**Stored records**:
======

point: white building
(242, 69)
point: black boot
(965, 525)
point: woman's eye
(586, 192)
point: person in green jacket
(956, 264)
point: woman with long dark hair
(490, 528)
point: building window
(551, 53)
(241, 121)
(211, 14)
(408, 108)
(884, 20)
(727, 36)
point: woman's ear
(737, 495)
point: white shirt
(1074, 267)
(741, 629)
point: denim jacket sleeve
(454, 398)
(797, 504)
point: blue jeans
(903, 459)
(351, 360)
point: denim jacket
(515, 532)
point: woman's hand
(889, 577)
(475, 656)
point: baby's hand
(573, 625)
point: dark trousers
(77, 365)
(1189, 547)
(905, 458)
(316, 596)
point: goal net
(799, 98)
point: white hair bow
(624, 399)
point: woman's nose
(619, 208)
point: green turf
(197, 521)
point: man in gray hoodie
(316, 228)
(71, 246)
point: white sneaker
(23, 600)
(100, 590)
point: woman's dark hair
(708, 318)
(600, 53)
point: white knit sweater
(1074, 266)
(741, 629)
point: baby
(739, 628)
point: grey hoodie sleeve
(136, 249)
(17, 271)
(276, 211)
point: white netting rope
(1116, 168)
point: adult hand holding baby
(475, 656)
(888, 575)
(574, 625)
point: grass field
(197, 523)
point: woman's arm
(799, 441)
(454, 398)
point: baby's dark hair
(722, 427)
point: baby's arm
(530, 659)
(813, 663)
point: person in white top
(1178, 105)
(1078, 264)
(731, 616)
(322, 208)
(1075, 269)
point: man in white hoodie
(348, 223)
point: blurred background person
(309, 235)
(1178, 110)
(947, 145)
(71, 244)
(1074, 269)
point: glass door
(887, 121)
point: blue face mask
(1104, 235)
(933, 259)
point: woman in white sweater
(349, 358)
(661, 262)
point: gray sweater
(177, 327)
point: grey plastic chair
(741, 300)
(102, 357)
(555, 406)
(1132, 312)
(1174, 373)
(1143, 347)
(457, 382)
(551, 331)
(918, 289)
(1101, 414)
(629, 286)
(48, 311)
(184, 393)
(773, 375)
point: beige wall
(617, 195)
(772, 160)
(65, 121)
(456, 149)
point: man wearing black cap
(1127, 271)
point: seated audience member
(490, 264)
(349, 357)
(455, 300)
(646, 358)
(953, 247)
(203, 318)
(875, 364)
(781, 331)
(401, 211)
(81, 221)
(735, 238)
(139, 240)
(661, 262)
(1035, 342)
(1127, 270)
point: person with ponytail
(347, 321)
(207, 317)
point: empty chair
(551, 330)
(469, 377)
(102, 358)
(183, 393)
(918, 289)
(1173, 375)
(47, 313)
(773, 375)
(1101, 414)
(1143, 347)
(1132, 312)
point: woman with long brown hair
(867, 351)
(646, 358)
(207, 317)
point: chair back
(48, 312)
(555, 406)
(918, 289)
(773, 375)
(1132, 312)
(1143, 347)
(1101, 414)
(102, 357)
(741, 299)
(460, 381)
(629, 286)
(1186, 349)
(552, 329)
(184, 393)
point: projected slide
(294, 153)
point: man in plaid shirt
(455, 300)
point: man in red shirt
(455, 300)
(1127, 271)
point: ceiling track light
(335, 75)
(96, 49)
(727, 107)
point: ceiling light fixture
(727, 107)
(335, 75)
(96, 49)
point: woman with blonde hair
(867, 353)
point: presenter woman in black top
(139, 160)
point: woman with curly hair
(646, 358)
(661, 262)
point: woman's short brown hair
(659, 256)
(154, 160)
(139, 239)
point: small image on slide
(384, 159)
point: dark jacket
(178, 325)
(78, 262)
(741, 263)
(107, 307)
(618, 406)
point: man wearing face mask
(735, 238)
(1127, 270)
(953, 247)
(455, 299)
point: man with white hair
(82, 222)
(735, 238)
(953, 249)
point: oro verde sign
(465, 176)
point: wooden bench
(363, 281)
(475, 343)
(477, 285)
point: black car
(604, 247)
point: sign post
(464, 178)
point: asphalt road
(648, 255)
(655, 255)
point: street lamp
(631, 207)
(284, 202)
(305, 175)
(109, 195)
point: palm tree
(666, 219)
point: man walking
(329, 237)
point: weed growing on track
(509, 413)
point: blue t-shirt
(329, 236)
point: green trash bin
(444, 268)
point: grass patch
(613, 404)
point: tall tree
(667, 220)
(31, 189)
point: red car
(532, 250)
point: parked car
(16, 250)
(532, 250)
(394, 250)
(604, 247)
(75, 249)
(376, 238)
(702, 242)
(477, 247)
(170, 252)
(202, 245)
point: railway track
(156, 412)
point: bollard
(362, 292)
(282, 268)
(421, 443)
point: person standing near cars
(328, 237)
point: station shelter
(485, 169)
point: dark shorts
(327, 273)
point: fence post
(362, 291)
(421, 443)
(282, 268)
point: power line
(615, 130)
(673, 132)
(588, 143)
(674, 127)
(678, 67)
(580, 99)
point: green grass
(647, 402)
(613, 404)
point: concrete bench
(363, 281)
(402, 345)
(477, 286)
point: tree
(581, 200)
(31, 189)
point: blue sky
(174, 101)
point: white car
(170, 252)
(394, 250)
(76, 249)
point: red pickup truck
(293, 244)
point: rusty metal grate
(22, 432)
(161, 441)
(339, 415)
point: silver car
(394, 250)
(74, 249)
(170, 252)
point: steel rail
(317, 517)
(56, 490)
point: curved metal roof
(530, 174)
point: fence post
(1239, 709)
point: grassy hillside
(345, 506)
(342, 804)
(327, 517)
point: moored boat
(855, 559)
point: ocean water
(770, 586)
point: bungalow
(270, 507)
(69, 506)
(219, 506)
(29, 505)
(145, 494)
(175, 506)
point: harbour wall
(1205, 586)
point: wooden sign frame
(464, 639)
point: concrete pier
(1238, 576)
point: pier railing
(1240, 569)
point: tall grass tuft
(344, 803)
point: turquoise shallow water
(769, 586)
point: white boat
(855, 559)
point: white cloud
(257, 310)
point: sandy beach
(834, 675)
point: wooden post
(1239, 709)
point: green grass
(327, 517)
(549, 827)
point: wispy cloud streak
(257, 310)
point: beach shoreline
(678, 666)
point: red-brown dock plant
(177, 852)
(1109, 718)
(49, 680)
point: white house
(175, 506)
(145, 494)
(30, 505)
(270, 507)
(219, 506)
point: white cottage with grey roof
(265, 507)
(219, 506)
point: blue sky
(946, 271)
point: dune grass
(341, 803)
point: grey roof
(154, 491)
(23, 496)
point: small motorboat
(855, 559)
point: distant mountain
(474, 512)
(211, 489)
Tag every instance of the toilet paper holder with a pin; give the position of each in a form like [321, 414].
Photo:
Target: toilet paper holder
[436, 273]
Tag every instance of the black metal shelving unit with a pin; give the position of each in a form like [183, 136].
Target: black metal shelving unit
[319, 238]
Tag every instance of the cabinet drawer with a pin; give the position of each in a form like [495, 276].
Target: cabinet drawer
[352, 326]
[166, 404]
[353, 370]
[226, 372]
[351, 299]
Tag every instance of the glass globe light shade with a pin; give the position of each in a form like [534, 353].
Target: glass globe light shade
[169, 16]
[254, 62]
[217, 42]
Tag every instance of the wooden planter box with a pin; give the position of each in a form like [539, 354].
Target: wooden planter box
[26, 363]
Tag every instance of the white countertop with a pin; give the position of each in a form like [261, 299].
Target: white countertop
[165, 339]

======

**Work to complete**:
Copy out, unchanged, the part of the records that opens with the line containing "Tag every instance of the toilet" and runs through the final line of the records.

**Written reply**:
Tag every instance of the toilet paper holder with a pin; give the position of each in a form like [321, 414].
Photo:
Target: toilet paper holder
[436, 273]
Tag every instance of the black metal shelving unit with a pin; give the position of each in a form like [183, 136].
Target: black metal shelving unit
[319, 238]
Tag every instance of the cabinet drawer with a pin; give the position of each in a form like [495, 276].
Target: cabinet drawer
[352, 326]
[166, 404]
[353, 370]
[226, 372]
[351, 299]
Tag every instance of the glass globe light shade with a pin; give the position of each in a form like [534, 353].
Target: glass globe light shade
[169, 16]
[254, 62]
[217, 42]
Tag every instance of the wooden planter box with a pin; give the position of each in a form like [539, 354].
Target: wooden planter box
[26, 363]
Tag every instance of the white countertop with a pin; give the position of each in a form like [261, 299].
Target: white countertop
[165, 339]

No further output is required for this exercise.